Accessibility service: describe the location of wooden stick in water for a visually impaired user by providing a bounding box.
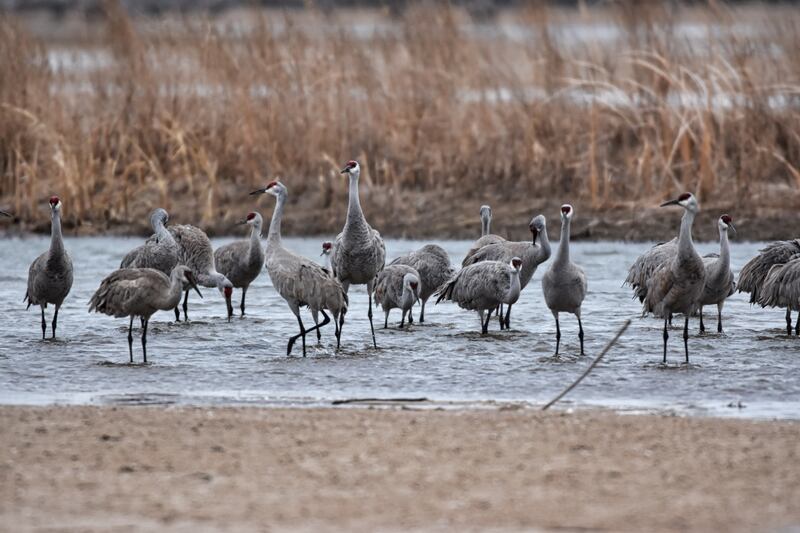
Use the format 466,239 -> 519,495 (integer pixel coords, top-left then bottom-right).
542,318 -> 631,411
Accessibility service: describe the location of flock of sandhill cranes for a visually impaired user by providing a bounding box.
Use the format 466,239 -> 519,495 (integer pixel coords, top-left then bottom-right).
6,161 -> 800,363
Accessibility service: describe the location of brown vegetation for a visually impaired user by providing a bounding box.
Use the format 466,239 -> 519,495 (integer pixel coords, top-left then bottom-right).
0,3 -> 800,235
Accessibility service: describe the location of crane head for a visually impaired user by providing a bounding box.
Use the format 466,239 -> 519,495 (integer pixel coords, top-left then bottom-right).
661,192 -> 700,213
339,159 -> 361,176
719,215 -> 736,235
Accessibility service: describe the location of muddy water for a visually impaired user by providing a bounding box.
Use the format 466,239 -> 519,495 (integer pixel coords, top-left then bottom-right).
0,237 -> 800,418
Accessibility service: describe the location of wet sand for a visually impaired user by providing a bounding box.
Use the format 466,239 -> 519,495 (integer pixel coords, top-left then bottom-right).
0,407 -> 800,531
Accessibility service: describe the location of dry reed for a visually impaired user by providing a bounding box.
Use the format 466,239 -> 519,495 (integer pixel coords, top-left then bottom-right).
0,3 -> 800,233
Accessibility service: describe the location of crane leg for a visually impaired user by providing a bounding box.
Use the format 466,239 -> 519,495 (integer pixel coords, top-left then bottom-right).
481,309 -> 492,335
183,291 -> 189,322
142,318 -> 150,364
683,313 -> 691,365
553,313 -> 561,355
53,304 -> 61,339
128,315 -> 133,364
225,298 -> 233,322
367,282 -> 378,348
286,311 -> 306,357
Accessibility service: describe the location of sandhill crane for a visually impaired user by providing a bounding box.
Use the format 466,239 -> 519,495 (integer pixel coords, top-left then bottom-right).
737,239 -> 800,335
389,243 -> 454,323
89,265 -> 203,363
542,204 -> 587,355
250,181 -> 348,357
166,221 -> 233,321
214,212 -> 264,320
375,265 -> 421,329
642,192 -> 706,363
331,161 -> 386,348
461,205 -> 505,267
464,215 -> 550,329
699,215 -> 736,333
22,196 -> 72,339
436,257 -> 522,335
758,253 -> 800,335
120,208 -> 178,276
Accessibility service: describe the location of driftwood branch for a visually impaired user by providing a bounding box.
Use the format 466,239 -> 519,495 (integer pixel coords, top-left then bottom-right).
331,398 -> 428,405
542,318 -> 631,411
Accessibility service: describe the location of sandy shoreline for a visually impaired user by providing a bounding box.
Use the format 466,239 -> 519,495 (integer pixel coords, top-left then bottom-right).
0,406 -> 800,531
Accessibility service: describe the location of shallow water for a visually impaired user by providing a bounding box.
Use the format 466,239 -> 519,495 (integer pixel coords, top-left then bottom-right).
0,237 -> 800,419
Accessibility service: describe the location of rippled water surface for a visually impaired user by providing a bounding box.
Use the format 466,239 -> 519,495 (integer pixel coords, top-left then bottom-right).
0,237 -> 800,418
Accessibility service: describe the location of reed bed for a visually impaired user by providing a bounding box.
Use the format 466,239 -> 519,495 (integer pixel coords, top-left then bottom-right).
0,2 -> 800,235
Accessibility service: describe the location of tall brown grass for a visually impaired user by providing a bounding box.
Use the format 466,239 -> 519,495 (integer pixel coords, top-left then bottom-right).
0,3 -> 800,233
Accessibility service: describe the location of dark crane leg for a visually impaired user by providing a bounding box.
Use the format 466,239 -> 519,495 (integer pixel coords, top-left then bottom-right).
683,313 -> 691,365
128,315 -> 133,364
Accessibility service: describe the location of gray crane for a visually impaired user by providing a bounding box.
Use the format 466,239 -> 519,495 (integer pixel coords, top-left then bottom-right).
169,221 -> 233,321
22,196 -> 72,339
737,239 -> 800,335
375,265 -> 421,329
389,243 -> 454,323
331,161 -> 386,348
698,215 -> 736,333
642,192 -> 706,364
464,215 -> 550,329
250,181 -> 348,357
120,208 -> 178,276
542,204 -> 587,355
436,257 -> 522,335
758,253 -> 800,335
89,265 -> 203,363
461,204 -> 505,267
214,212 -> 264,321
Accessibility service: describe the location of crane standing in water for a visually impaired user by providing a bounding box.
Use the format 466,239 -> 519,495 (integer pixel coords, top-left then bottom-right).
250,181 -> 348,357
22,196 -> 72,339
331,161 -> 386,348
89,265 -> 203,363
214,213 -> 264,321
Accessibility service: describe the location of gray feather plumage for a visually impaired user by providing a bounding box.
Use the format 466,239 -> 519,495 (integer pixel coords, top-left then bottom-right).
758,253 -> 800,311
737,239 -> 800,303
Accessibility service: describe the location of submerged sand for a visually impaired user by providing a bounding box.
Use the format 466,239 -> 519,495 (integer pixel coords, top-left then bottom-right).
0,407 -> 800,531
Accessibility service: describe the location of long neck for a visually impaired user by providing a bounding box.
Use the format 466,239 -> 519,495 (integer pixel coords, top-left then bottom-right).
542,218 -> 570,265
347,176 -> 364,224
50,211 -> 64,255
267,193 -> 286,243
719,223 -> 731,265
678,209 -> 694,254
481,217 -> 492,237
250,222 -> 261,257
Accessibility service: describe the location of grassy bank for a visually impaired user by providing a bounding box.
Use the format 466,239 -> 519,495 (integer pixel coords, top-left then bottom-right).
0,3 -> 800,238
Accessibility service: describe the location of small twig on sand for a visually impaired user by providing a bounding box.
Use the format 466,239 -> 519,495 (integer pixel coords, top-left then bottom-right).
331,398 -> 428,405
542,318 -> 631,411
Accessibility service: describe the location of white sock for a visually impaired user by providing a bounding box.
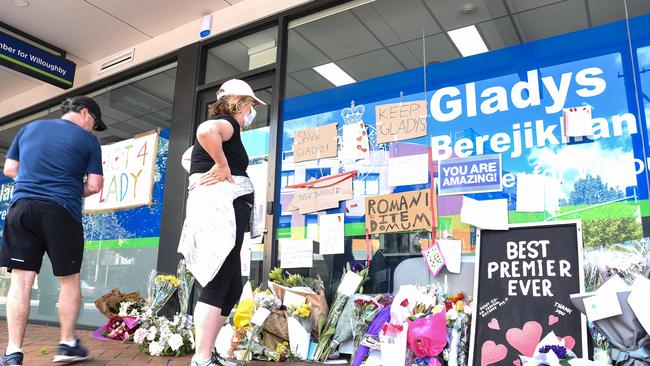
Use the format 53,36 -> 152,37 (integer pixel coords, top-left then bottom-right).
5,344 -> 23,356
59,339 -> 77,348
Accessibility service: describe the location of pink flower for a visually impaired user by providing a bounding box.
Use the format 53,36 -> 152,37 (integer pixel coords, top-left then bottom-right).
407,311 -> 447,358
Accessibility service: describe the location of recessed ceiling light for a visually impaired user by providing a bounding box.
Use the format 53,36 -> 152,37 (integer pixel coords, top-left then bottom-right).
447,25 -> 488,57
11,0 -> 29,8
313,62 -> 357,86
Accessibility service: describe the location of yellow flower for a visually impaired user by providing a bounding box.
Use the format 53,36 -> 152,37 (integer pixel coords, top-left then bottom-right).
232,299 -> 255,329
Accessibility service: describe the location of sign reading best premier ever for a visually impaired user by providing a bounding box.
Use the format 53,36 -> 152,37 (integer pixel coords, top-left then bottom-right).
0,32 -> 77,89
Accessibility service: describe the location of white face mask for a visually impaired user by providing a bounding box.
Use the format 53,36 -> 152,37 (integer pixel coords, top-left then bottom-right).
244,107 -> 257,127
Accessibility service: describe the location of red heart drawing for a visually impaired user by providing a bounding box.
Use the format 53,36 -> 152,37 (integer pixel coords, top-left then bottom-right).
506,321 -> 542,357
481,341 -> 508,366
488,318 -> 501,330
557,336 -> 576,350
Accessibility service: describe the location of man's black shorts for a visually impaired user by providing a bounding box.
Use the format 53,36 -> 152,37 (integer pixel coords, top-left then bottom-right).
0,199 -> 84,276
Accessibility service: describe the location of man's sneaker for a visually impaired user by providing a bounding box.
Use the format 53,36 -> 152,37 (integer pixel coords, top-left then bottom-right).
52,339 -> 88,363
0,352 -> 23,366
191,349 -> 237,366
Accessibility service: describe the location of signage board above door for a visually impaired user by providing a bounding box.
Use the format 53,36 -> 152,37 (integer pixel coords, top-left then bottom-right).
0,31 -> 77,89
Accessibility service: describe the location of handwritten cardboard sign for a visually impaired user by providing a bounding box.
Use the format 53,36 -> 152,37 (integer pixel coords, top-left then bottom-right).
289,176 -> 354,215
366,189 -> 436,234
293,123 -> 338,163
375,100 -> 427,144
84,131 -> 158,213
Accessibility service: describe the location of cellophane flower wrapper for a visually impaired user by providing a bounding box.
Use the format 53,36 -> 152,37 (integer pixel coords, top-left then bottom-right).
147,270 -> 178,317
350,304 -> 390,366
519,332 -> 576,366
314,268 -> 368,362
408,308 -> 447,366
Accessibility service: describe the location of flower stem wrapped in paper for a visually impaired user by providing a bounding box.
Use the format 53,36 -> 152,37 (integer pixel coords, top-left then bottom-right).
241,292 -> 282,365
519,332 -> 576,366
379,322 -> 409,366
286,303 -> 311,360
408,307 -> 447,366
314,266 -> 368,362
146,270 -> 178,317
268,268 -> 329,329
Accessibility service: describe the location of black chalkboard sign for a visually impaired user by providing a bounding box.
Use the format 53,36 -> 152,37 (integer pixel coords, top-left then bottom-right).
469,221 -> 587,366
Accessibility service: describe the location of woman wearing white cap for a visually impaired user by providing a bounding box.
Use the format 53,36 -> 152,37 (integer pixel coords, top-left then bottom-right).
178,79 -> 265,366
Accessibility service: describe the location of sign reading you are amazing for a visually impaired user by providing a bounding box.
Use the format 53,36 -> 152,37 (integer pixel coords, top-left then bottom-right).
469,222 -> 587,366
84,131 -> 158,213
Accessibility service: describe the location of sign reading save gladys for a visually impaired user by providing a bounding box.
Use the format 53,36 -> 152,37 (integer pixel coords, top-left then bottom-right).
438,154 -> 502,196
375,100 -> 427,144
84,131 -> 158,213
366,189 -> 436,234
293,123 -> 338,163
0,32 -> 77,89
469,222 -> 587,366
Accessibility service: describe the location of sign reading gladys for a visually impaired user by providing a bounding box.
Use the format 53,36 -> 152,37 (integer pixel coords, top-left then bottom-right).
0,32 -> 77,89
438,154 -> 502,196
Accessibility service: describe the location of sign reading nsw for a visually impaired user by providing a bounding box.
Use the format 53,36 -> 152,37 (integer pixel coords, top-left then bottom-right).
438,154 -> 502,196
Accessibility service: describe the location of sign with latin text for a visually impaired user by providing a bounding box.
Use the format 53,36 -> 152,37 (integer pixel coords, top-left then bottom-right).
84,131 -> 158,213
438,154 -> 502,196
0,31 -> 77,89
469,221 -> 587,365
366,189 -> 436,234
375,100 -> 427,144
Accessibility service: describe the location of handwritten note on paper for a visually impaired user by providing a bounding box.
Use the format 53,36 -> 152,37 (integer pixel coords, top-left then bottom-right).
517,174 -> 546,212
387,154 -> 429,187
366,189 -> 436,234
293,123 -> 338,163
564,106 -> 594,137
375,100 -> 427,144
280,239 -> 314,268
342,122 -> 370,161
460,196 -> 508,230
318,213 -> 345,254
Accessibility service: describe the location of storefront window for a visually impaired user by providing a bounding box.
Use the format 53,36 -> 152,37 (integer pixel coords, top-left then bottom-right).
277,0 -> 650,293
0,64 -> 176,326
203,27 -> 278,83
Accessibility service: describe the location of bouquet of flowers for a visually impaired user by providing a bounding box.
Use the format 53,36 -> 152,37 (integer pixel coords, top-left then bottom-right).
133,314 -> 194,356
241,291 -> 282,365
286,303 -> 311,360
146,270 -> 178,317
408,308 -> 447,366
265,268 -> 329,335
314,264 -> 368,362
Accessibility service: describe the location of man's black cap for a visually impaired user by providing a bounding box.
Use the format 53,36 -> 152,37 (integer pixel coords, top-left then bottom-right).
63,95 -> 108,131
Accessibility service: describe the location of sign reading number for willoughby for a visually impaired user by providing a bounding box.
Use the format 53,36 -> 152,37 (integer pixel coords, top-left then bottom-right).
469,221 -> 587,366
84,131 -> 158,213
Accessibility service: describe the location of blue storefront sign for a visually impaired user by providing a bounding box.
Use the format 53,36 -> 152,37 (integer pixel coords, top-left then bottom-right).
438,154 -> 502,196
0,32 -> 77,89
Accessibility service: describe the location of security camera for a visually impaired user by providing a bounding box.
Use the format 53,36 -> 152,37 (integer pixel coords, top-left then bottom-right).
199,15 -> 212,38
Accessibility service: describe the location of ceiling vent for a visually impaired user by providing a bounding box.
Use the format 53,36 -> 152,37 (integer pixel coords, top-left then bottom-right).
98,48 -> 135,74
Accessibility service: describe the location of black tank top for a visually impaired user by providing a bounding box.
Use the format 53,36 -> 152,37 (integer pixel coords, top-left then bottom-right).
190,115 -> 248,177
....................
§ **TASK DETAILS**
Repeat, line for line and unchanged, the part of the items above that opens with the line containing "Accessibility service: describe the location of man's sneaker" and closes with the line containing "178,79 -> 265,366".

§ **OUTPUT OF THE EXERCISE**
Accessibility service: describe the location of man's sneaker for a visually impaired user by providing a bounding box.
Use the format 53,36 -> 152,37 (integer pixel coords, top-left then bottom-right).
52,339 -> 88,363
0,352 -> 23,366
191,349 -> 237,366
Accessibility service: describe the location of signage board above door for a visually impaired user by providing a bounding box.
Use the format 53,36 -> 152,37 (integer pixel coords, top-left then bottom-right).
0,31 -> 77,89
Accessibility service: describe the location of handwritten cardboard sign for a visually impaired user by providing a bounding box.
Use the format 53,36 -> 152,37 (integer pixel coords, top-left then bottom-right).
289,176 -> 354,215
366,189 -> 436,234
293,123 -> 338,163
375,100 -> 427,144
84,131 -> 158,213
Accessibility service: describe the location of cellophane flower wrapper for a visually impaired user by providing a bounding box.
Use the format 53,36 -> 152,37 (integer pixel coords, top-left then bottom-right).
147,270 -> 178,317
350,304 -> 390,366
519,332 -> 576,366
314,268 -> 368,362
408,308 -> 447,366
Accessibility service: describe the location of flower stem wrapped in paper for a visually impaired user by providing a bounding box.
Use the format 53,36 -> 152,37 (integer pixel coords, top-left then bottom-right).
241,292 -> 282,365
519,332 -> 576,366
379,322 -> 409,366
286,303 -> 311,360
408,307 -> 447,366
314,266 -> 368,362
146,270 -> 178,317
268,268 -> 329,329
Accessibility service: describe the location of black chalkboard sign for a visually impaired user by providing a bounding box.
Use the format 53,36 -> 152,37 (integer pixel coords, top-left then bottom-right).
469,221 -> 587,366
Accessibility service: describe the location of woman wearing white cap for a visually impaired user by providing a bounding box.
Use the format 53,36 -> 152,37 (integer pixel coords, top-left then bottom-right).
178,79 -> 265,366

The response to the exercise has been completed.